**Job 1**. Set down the passage of the armchair travel post that begins at the words "In his signature" and stops after "shaped our world.", copying it word for word.

── Excerpt to read ──

BW20: Armchair Travels through the Middle East




As we sail around the mediterrean sea, visiting various ports of call, I'm drawn towards Israel.  So much safer visiting the Middle East vicariously in books, exploring the past, the present and the future.   I currently have James Michener's The Source on my nightstand, calling my name.  




In his signature style of grand storytelling, James A. Michener transports us back thousands of years to the Holy Land. Through the discoveries of modern archaeologists excavating the site of Tell Makor, Michener vividly re-creates life in an ancient city and traces the profound history of the Jewish people—from the persecution of the early Hebrews, the rise of Christianity, and the Crusades to the founding of Israel and the modern conflict in the Middle East. An epic tale of love, strength, and faith, The Source is a richly written saga that encompasses the history of Western civilization and the great religious and cultural ideas that have shaped our world.

───
── Extracted records ──

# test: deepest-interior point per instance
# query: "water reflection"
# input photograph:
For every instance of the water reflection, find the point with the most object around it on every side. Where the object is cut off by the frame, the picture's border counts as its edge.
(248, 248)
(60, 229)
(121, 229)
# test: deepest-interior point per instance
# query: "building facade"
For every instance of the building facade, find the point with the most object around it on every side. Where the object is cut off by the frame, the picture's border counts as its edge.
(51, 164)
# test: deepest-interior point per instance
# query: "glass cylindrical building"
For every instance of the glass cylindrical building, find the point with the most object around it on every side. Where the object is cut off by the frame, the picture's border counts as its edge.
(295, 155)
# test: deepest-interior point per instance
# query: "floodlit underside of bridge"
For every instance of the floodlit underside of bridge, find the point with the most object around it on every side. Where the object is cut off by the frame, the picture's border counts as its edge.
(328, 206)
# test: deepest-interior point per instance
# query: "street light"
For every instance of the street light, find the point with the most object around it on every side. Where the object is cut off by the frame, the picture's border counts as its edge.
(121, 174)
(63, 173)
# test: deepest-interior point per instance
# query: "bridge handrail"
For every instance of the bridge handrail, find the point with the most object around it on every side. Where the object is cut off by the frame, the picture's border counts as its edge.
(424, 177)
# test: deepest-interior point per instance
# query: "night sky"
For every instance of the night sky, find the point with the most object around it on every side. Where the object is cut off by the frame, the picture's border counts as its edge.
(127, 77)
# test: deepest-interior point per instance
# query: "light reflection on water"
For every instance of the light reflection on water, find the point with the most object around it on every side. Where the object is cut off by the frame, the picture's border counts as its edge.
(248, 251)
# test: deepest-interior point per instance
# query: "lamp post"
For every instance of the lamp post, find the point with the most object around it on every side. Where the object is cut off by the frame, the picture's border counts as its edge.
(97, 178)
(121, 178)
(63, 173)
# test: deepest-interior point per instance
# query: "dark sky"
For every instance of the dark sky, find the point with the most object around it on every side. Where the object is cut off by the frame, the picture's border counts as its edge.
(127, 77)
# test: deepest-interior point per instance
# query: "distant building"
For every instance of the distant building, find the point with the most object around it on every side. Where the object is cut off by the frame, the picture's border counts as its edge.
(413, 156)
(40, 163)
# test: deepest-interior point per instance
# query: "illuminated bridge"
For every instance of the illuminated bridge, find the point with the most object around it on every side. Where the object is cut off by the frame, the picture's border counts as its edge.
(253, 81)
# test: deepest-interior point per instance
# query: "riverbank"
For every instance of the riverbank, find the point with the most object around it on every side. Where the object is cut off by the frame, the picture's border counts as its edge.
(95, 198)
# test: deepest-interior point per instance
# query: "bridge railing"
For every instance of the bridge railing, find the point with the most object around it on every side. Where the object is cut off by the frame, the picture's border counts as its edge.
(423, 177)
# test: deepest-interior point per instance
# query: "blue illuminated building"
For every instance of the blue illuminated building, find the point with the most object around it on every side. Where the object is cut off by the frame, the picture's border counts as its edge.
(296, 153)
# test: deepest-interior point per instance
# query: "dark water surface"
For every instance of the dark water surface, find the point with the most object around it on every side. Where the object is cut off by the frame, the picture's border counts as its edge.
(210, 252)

───

**Job 2**. Select every line of the records that contains the word "bridge", and copy each one unchanged.

**Full response 1**.
In his signature style of grand storytelling, James A. Michener transports us back thousands of years to the Holy Land. Through the discoveries of modern archaeologists excavating the site of Tell Makor, Michener vividly re-creates life in an ancient city and traces the profound history of the Jewish people—from the persecution of the early Hebrews, the rise of Christianity, and the Crusades to the founding of Israel and the modern conflict in the Middle East. An epic tale of love, strength, and faith, The Source is a richly written saga that encompasses the history of Western civilization and the great religious and cultural ideas that have shaped our world.

**Full response 2**.
# query: "floodlit underside of bridge"
For every instance of the floodlit underside of bridge, find the point with the most object around it on every side. Where the object is cut off by the frame, the picture's border counts as its edge.
# query: "bridge handrail"
For every instance of the bridge handrail, find the point with the most object around it on every side. Where the object is cut off by the frame, the picture's border counts as its edge.
# query: "illuminated bridge"
For every instance of the illuminated bridge, find the point with the most object around it on every side. Where the object is cut off by the frame, the picture's border counts as its edge.
# query: "bridge railing"
For every instance of the bridge railing, find the point with the most object around it on every side. Where the object is cut off by the frame, the picture's border counts as its edge.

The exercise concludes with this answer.